The entries should be written out again exactly as they read.

Start of Data provided

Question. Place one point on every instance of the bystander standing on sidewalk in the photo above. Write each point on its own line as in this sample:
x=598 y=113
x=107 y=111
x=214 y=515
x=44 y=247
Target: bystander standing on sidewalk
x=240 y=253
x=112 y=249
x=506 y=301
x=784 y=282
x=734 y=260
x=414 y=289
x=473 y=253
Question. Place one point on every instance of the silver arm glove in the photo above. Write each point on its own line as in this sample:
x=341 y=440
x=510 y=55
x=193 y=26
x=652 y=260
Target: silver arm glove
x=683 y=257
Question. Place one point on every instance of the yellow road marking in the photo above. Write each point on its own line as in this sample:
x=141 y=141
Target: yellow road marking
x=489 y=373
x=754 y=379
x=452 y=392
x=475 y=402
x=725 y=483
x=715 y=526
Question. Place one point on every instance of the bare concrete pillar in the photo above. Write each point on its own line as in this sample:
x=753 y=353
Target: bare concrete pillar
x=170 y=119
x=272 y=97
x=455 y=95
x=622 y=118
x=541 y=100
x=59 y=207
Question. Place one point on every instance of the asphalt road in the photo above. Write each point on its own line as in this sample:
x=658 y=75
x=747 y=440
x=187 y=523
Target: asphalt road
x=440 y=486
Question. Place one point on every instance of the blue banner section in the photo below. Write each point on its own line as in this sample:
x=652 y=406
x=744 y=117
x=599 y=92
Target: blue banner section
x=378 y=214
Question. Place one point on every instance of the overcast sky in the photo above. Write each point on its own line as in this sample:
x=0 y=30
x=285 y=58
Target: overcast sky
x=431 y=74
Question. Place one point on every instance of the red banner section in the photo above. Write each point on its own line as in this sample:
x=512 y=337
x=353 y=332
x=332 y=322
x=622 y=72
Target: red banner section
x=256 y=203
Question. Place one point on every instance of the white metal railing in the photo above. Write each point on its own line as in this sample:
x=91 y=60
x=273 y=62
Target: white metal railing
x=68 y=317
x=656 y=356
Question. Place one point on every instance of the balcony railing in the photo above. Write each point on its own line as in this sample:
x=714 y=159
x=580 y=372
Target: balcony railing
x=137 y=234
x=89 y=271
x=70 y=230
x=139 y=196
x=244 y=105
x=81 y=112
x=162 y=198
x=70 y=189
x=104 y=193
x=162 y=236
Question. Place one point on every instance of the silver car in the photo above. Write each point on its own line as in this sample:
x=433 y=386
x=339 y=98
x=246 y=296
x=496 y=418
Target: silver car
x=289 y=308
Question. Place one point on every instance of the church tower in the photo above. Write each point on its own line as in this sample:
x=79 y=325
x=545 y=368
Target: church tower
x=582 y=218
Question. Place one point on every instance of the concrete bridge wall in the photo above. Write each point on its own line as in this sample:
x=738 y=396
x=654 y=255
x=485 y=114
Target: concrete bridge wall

End of Data provided

Response
Question. Place one point on every instance of the bystander standing on sidewalk in the photo above. Write each point on its own line as in this sample:
x=598 y=113
x=107 y=111
x=214 y=515
x=44 y=247
Target: bystander standing on sidewalk
x=240 y=253
x=112 y=249
x=506 y=301
x=784 y=282
x=734 y=260
x=414 y=289
x=473 y=253
Question. Place one point on every instance of the silver arm glove in the photo above. Write each point on its own line as in this sample:
x=341 y=440
x=510 y=55
x=193 y=26
x=652 y=260
Target: silver arm glove
x=683 y=257
Question. Place one point on every instance of the yellow road marking in the photo above. Write each point on its own line as in this sample:
x=141 y=141
Target: yellow road marking
x=489 y=373
x=754 y=379
x=452 y=392
x=475 y=402
x=725 y=483
x=715 y=526
Question. Place one point on every instance of the bare concrete pillar in the photo above. Write each point on its own line as in this sample:
x=753 y=353
Target: bare concrete pillar
x=170 y=119
x=272 y=97
x=455 y=95
x=622 y=118
x=541 y=100
x=59 y=207
Question. Place one point on every instance of the asphalt road in the photo above. Write each point on its own line as in this sample:
x=658 y=75
x=747 y=440
x=187 y=523
Target: asphalt road
x=440 y=486
Question. Place one point on every instance of the blue banner section in the photo below. Write each point on its own line as in this sample:
x=652 y=406
x=744 y=117
x=599 y=92
Target: blue banner section
x=378 y=214
Question. Place one point on every instance of the overcast sky in the photo above. Write each point on its own line as in this sample:
x=0 y=30
x=285 y=58
Target: overcast sky
x=431 y=74
Question. Place one point on every instance of the red banner section in the photo above. Write each point on its own line as in this sample:
x=512 y=337
x=353 y=332
x=332 y=322
x=622 y=72
Target: red banner section
x=256 y=203
Question. Place one point on every instance of the white metal railing in the photo above. Write each point on its own line as in this sample:
x=91 y=60
x=273 y=62
Target: white metal railing
x=68 y=317
x=656 y=356
Question. Place one point on every instance of the balcony railing in the photo above. Write each point on its own line as in this sample:
x=714 y=159
x=580 y=372
Target: balcony railing
x=137 y=234
x=89 y=271
x=70 y=230
x=139 y=196
x=244 y=105
x=81 y=112
x=162 y=198
x=70 y=189
x=104 y=193
x=162 y=236
Question. Place one point on every instance of the silver car in the photo above. Write each point on its own line as in this sample:
x=433 y=386
x=339 y=98
x=246 y=296
x=496 y=418
Target: silver car
x=289 y=308
Question. Place one point on every instance of the church tower in the photo above. Write each point on its own line as in this sample:
x=79 y=325
x=545 y=368
Target: church tower
x=582 y=218
Question. Place one point on every instance of the concrete bridge wall in the photo above. Write each point on its own line as in this sample:
x=738 y=396
x=654 y=255
x=485 y=114
Target: concrete bridge wall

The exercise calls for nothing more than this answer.